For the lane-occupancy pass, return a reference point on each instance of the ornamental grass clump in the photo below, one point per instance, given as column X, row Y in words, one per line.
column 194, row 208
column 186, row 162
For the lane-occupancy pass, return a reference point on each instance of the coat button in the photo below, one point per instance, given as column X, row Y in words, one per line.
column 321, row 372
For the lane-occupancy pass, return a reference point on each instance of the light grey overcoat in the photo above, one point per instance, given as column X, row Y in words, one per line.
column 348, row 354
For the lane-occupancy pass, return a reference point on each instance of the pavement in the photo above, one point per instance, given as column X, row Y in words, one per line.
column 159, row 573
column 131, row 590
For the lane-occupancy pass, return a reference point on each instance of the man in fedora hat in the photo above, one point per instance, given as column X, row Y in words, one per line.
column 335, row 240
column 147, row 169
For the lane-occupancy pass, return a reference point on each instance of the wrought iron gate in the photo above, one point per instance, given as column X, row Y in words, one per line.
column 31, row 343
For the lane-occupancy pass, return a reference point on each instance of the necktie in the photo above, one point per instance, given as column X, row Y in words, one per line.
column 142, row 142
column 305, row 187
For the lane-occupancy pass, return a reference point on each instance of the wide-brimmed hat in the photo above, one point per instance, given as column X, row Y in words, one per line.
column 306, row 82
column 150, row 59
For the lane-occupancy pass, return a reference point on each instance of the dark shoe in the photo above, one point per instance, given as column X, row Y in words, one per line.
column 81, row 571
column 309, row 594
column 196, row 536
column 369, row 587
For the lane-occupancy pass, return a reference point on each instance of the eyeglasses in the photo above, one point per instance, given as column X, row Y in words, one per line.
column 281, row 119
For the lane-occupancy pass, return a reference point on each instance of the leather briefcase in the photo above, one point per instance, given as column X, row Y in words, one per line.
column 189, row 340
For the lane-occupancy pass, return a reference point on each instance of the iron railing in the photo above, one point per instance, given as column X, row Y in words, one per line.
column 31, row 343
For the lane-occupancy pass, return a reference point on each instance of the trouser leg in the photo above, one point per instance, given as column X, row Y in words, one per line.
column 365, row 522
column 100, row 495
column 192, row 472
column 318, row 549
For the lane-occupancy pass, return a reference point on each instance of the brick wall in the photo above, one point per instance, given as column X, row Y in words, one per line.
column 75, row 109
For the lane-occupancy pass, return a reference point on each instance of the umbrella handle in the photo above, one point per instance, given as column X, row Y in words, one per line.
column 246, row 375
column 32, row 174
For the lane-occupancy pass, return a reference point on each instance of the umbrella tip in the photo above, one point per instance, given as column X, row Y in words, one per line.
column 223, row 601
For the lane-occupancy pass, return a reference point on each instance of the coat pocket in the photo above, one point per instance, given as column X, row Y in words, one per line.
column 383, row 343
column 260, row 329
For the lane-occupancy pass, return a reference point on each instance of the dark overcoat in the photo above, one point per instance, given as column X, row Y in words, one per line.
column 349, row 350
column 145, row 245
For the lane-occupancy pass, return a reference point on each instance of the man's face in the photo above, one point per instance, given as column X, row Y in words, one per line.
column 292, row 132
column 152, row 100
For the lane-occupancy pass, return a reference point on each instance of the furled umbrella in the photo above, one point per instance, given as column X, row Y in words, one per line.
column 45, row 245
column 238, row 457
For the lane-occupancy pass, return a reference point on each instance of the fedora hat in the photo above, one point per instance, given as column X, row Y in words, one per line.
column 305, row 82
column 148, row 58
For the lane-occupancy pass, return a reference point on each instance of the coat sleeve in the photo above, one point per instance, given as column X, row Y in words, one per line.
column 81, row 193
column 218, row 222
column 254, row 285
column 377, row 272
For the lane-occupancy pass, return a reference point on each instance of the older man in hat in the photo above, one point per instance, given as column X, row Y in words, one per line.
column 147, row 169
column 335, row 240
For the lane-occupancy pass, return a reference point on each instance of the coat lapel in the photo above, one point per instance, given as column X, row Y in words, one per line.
◇ ◇ ◇ ◇ ◇ ◇ ◇
Each entry needs to be copied out exactly as written.

For the lane-occupancy pass, return a reference point on each instance of the ornamental grass clump in the photo below, one point per instance, given as column X, row Y in words, one per line.
column 194, row 208
column 186, row 162
For the lane-occupancy pass, return a reference point on each instance of the coat button in the photo below, one point per instance, given as column X, row Y in words, one per line.
column 321, row 372
For the lane-occupancy pass, return a reference point on each instance of the light grey overcoat in the photo above, one point per instance, given as column X, row Y in words, one per line.
column 348, row 354
For the lane-occupancy pass, return a reference point on each instance of the pavement in the photo above, one point per instance, given as column X, row Y in words, one per line.
column 159, row 573
column 131, row 590
For the lane-occupancy pass, return a reference point on each instance of the man in fedora hat in the photo above, one point per instance, given as column X, row Y in words, one per line.
column 335, row 240
column 147, row 169
For the lane-occupancy pass, return a reference point on each instance of the wrought iron gate in the photo above, one point per instance, given as column X, row Y in words, one per line.
column 31, row 343
For the lane-occupancy pass, return a reference point on each instance of the necktie in the photo above, one point per instance, given as column X, row Y in words, one per line.
column 142, row 142
column 305, row 187
For the lane-occupancy pass, return a reference point on each instance of the wide-brimmed hat in the photo above, one point per instance, given as column X, row Y in words, one per line.
column 306, row 82
column 150, row 59
For the lane-occupancy pass, return a reference point on each instance of the dark shoe in the photo above, one point per instance, given as column X, row Y in words, one per line.
column 81, row 571
column 309, row 594
column 196, row 536
column 369, row 587
For the lane-occupancy pass, return a reference point on each instance of the eyeglasses in the photo above, one point per instance, given as column X, row Y in words, one per line.
column 281, row 119
For the lane-occupancy pass, return a reference point on each instance of the leather briefcase in the photo above, one point per instance, given as column X, row Y in words, one per line.
column 189, row 340
For the lane-occupancy pass, return a reference point on each instance of the iron railing in the photo above, one point per instance, given as column X, row Y in words, one per line.
column 31, row 343
For the lane-occupancy pass, return a reference point on each instance of the trouser leg in the photo above, one point per instance, given as column X, row Y in words, one per line.
column 365, row 522
column 100, row 495
column 192, row 472
column 318, row 549
For the lane-occupancy pass, return a reference point on each instance of the brick wall in the photo above, one point per instance, given as column X, row Y in words, one per line.
column 75, row 109
For the lane-occupancy pass, return a reference point on each instance of the umbrella handle in the photo above, one point per instance, given as column X, row Y in words, one per line.
column 246, row 375
column 32, row 174
For the lane-occupancy pass, return a reference point on each instance of the umbrella tip in the photo above, one point per instance, given as column X, row Y in words, one per line.
column 223, row 601
For the lane-occupancy pass, return a reference point on each instance of the coat pocket in the photo above, one point per instance, given as column X, row Y in words, one per line.
column 383, row 343
column 260, row 329
For the lane-occupancy pass, return a reference point on each instance of the dark overcoat in the photo above, one point per instance, given as column X, row Y in words, one per line.
column 349, row 350
column 145, row 245
For the lane-occupancy pass, return a reference point on each instance of the man's face in the photo above, one point per instance, given as column X, row Y in words, one per line.
column 292, row 132
column 152, row 100
For the lane-occupancy pass, return a reference point on each instance of the furled umbrella in the photo above, one point per instance, given as column X, row Y in words, one per line.
column 45, row 245
column 238, row 457
For the lane-occupancy pass, return a reference point on each instance of the fedora hat in the photo above, one point per instance, given as column X, row Y in words, one per line.
column 305, row 82
column 148, row 58
For the lane-occupancy pass, return a reference point on each instance of the coat sleeve in the photo above, one point per instance, given as column X, row Y in words, one per line.
column 81, row 193
column 218, row 222
column 254, row 285
column 377, row 272
For the lane-occupancy pass, return a reference point on each instance of the older man in hat in the photo above, one point per instance, given as column X, row Y in words, one per line.
column 147, row 169
column 335, row 240
For the lane-occupancy pass, return a reference point on each instance of the coat lapel in the photo above, one point per instance, given as column X, row Y in words, one per line.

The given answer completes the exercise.